**Input records**
# # # # # # #

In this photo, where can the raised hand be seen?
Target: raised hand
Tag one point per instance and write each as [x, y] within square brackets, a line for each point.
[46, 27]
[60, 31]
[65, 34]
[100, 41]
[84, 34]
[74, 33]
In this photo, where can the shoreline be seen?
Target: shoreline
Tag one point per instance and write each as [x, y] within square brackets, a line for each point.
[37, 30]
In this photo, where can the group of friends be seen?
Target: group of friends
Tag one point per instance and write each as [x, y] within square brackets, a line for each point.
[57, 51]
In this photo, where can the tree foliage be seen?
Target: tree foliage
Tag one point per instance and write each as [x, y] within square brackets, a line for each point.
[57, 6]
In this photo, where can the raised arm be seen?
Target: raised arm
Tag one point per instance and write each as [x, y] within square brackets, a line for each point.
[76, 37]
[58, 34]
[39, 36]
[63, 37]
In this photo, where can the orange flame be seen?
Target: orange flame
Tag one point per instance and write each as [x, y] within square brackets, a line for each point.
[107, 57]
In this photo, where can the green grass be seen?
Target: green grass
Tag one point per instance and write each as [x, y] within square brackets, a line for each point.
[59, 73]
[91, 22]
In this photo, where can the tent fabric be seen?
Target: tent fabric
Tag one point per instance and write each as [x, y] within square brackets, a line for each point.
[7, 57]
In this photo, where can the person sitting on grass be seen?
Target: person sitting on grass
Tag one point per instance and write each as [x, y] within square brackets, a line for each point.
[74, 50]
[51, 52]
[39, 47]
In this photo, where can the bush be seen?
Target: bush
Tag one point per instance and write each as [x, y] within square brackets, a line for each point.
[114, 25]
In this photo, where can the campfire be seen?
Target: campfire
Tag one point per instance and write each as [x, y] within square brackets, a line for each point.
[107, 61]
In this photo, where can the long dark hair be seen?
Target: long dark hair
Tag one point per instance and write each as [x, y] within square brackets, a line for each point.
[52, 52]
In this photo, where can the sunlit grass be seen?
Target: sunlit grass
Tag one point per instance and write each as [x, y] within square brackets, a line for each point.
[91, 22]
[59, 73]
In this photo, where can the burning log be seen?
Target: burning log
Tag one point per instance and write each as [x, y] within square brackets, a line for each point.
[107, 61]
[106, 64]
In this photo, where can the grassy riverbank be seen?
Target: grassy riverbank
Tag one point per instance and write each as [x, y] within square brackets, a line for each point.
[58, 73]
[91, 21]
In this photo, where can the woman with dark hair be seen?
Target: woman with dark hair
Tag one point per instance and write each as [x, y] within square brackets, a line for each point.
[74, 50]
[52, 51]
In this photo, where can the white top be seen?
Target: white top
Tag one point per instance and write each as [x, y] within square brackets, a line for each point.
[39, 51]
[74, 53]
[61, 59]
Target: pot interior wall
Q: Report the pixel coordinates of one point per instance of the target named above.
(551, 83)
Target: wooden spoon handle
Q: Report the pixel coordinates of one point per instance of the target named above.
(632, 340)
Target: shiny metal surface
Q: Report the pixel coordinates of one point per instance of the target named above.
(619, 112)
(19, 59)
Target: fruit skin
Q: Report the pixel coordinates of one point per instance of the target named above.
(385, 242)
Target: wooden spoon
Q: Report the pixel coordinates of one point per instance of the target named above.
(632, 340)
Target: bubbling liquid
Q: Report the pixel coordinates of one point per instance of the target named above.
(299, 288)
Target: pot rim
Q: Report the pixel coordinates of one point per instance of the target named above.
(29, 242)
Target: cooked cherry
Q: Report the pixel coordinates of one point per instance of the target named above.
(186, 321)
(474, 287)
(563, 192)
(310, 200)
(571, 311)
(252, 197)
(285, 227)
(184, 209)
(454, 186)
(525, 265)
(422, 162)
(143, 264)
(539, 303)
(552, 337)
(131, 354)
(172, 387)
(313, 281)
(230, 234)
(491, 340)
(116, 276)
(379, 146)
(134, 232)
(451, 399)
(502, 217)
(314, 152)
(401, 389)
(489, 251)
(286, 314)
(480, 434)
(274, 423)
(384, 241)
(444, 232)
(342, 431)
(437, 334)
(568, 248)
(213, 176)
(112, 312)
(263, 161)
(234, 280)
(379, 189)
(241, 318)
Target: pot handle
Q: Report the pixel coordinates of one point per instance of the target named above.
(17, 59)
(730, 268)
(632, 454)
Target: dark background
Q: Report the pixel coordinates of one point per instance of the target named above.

# # # # # # #

**Problem requirements**
Extract each line from the entries above that contains the string "raised".

**Your response**
In this photo, where can the raised hand be seen?
Target: raised hand
In this photo, where can the raised arm be seen?
Target: raised arm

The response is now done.